TEXT PASSAGE
Indiana - LOVE

Robert Indiana

LOVE, 1966-1999

Polychrome aluminum, ed. 2/5 / 2AP

96 x 96 x 48 inches

Courtesy the artist and Paul Kasmin Gallery

© 2018 Morgan Art Foundation Ltd / Artists Rights Society (ARS), NY

As part of the 1960s Pop Art generation, inspired by American post-war prosperity and the rise of modern advertising, Robert Indiana helped provide an important visual backdrop to the cultural upheaval of his time. His paintings and assemblages incorporated words and letters that evoked Madison Avenue and Main Street, providing subtle commentary on changing social relations in the country. 

Like fellow Pop artists Andy Warhol, Robert Rauschenberg, Jasper Johns, Roy Lichtenstein and Claes Oldenburg, Indiana mined popular (or “pop”) culture for its personal and political meanings. Indiana was always noted for his deep sincerity, however, as opposed to the tongue-in-cheek work of his New York and Los Angeles-based peers, a trait that gives the work a different kind of richness.

Indiana’s LOVE series is iconic, with endless meanings and implications. The bold graphic style of the lettering is part of the artist’s appropriation of advertising, giving this particular work a flavorful punch. This emotionally generous and accessible body of work requires us to live up to its simple message of love.

The word “love” first appeared in Indiana’s painting Four Star Love from 1961, and the artist used the phrase in all manner of fine art and commercial products. Indiana’s LOVE works went viral, but because he did not copyright it under the existing 1909 law, the artist’s brand was profoundly undermined.

Many in Milwaukee will remember Indiana’s massive painting for the MECCA arena. Steve Marcus, founder of Sculpture Milwaukee and Chairman of the MECCA Board at the time, with gallerist Judith Posner championed hiring Robert Indiana to paint the court as a way to make Milwaukee pop for the national basketball crowd. The design was so vibrant (and perhaps disorienting) to other teams, Indiana’s floor gave both the Bucks and Marquette University a truly “home court” advantage. Indiana’s floor did not make the move to the new Bradley center, and the current owners are looking to restore the work to a permanent location in Milwaukee.

Indiana, born in 1928 in New Castle, Indiana, took his home state as his last name in 1958. He has presented his paintings, drawings, prints and sculpture in museums and galleries across the globe since the 1960s, beginning with early works in pivotal group shows at the Museum of Modern Art, New York, in 1961. Over the past decade, major one-person shows have been held at: the Pinacoteca Comunale Casa Rusca, Locarno, Switzerland; the Philadelphia Museum of Art; the McNay Art Museum, San Antonio; the Indianapolis Museum of Art; the Whitney Museum of American Art, New York; Seoul Museum of Art, South Korea; the Centre Georges Pompidou, Paris; and the Musée d’Art Moderne et d’Art Contemporain, Nice, France. His work was featured in the Art in the Parks series, Park Avenue Mall, New York, in 2007.

GIVEN RECORDS
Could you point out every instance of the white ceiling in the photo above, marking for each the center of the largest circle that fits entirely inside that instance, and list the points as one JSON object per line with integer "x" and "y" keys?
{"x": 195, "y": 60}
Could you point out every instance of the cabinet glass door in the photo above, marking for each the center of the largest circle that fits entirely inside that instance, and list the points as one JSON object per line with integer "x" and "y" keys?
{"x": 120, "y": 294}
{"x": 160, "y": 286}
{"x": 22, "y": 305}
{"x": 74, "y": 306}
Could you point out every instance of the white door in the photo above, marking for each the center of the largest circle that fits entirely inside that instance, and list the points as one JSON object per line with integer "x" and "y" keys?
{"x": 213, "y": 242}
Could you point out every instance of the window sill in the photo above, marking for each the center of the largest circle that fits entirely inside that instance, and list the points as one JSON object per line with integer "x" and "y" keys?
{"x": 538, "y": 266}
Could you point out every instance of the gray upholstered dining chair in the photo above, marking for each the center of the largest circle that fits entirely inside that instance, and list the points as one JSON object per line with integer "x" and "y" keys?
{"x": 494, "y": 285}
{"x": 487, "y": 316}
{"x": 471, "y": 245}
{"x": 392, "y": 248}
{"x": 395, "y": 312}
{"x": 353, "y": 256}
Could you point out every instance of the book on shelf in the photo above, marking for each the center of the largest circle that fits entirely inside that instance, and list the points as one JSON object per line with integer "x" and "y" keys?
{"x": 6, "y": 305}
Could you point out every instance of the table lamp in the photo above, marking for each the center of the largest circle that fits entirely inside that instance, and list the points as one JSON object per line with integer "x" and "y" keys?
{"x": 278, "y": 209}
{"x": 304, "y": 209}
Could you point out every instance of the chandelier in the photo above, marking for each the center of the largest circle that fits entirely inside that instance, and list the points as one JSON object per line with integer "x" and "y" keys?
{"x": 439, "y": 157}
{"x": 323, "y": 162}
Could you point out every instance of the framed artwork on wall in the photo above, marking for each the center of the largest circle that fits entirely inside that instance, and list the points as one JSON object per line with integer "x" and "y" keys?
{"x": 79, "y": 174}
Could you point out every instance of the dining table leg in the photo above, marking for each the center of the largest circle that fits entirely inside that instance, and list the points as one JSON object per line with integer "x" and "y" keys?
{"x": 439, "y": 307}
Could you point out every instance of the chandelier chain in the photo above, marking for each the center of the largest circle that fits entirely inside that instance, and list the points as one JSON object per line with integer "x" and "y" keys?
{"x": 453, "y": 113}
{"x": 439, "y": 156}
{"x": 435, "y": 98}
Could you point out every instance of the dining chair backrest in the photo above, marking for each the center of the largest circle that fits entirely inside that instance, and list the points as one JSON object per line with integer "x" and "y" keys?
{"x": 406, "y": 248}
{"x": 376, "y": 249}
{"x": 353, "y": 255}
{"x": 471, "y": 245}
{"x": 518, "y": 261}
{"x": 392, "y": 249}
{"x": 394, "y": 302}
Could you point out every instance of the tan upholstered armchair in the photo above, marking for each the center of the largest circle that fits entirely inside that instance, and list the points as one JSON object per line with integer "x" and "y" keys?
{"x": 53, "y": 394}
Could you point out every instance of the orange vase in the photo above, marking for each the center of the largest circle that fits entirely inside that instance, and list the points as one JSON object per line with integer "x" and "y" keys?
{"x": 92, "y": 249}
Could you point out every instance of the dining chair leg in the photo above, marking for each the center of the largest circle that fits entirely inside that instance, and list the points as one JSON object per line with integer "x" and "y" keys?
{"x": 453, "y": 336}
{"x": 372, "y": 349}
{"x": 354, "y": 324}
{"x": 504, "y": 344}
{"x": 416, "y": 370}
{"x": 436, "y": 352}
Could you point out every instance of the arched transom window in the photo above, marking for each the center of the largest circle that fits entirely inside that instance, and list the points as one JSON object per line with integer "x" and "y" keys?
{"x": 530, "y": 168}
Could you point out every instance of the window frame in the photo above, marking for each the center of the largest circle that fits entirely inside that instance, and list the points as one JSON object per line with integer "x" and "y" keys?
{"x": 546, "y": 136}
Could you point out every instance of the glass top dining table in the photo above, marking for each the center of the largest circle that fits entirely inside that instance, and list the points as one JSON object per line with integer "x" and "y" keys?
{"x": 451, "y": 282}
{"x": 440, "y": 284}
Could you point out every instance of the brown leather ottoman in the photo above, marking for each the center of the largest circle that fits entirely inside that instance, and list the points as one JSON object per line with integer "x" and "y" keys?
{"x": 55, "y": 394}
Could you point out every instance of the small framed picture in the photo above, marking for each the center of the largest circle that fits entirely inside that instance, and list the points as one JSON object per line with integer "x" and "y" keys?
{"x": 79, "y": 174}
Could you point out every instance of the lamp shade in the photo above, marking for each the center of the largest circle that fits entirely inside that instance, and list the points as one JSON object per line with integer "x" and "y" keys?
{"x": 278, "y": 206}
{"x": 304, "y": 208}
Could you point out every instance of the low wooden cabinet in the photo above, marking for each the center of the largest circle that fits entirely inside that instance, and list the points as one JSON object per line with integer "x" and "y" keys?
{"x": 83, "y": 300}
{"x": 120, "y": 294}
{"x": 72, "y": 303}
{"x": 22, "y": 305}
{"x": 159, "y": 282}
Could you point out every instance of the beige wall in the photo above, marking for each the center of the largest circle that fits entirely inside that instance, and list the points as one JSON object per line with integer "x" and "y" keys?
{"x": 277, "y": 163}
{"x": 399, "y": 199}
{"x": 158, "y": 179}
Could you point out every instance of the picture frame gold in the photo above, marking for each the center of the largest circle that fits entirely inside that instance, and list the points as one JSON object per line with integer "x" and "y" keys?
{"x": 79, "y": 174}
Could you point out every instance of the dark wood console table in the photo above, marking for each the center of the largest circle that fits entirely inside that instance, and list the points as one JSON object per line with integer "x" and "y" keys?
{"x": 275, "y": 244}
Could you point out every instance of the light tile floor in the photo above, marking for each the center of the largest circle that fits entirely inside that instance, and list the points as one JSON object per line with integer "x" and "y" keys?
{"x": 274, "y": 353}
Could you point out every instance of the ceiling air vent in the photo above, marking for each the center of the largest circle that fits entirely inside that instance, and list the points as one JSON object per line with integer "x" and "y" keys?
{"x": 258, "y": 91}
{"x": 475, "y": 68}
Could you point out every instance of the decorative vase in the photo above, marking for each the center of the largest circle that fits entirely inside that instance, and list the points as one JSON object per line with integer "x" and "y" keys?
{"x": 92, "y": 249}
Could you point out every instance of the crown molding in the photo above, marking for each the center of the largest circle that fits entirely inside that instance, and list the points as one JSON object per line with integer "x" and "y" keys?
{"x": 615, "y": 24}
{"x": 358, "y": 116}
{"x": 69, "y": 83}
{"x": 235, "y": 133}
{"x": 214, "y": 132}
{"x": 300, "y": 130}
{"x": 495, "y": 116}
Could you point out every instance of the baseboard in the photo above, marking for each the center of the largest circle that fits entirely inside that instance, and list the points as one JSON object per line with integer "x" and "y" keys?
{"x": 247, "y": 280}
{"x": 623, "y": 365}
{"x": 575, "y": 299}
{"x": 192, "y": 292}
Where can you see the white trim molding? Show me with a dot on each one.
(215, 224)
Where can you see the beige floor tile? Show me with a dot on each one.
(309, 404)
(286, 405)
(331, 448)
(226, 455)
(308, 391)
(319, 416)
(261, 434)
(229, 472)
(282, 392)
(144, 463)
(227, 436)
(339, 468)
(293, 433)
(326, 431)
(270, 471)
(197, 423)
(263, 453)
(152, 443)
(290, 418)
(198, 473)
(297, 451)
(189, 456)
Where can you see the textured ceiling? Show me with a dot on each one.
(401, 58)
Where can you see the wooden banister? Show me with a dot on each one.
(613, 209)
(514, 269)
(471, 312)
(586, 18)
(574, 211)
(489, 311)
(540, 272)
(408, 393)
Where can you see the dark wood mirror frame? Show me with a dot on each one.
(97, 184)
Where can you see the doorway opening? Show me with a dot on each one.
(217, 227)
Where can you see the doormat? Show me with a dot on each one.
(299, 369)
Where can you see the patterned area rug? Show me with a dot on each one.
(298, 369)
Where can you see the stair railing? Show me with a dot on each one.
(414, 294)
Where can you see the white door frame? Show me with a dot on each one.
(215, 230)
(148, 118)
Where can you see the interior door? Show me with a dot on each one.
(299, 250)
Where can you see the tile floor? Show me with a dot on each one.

WHAT YOU NEED TO DO
1) Reproduce the section of the Robert Indiana text that starts at the words "As part of the" and ends after "in the country.".
2) Explain why, according to the Robert Indiana text, the artist's brand was profoundly undermined.

EXERCISE RESPONSES
1)
As part of the 1960s Pop Art generation, inspired by American post-war prosperity and the rise of modern advertising, Robert Indiana helped provide an important visual backdrop to the cultural upheaval of his time. His paintings and assemblages incorporated words and letters that evoked Madison Avenue and Main Street, providing subtle commentary on changing social relations in the country.

2) Indiana's LOVE works went viral, but he had not copyrighted the image under the existing 1909 law. That lack of copyright profoundly undermined his brand.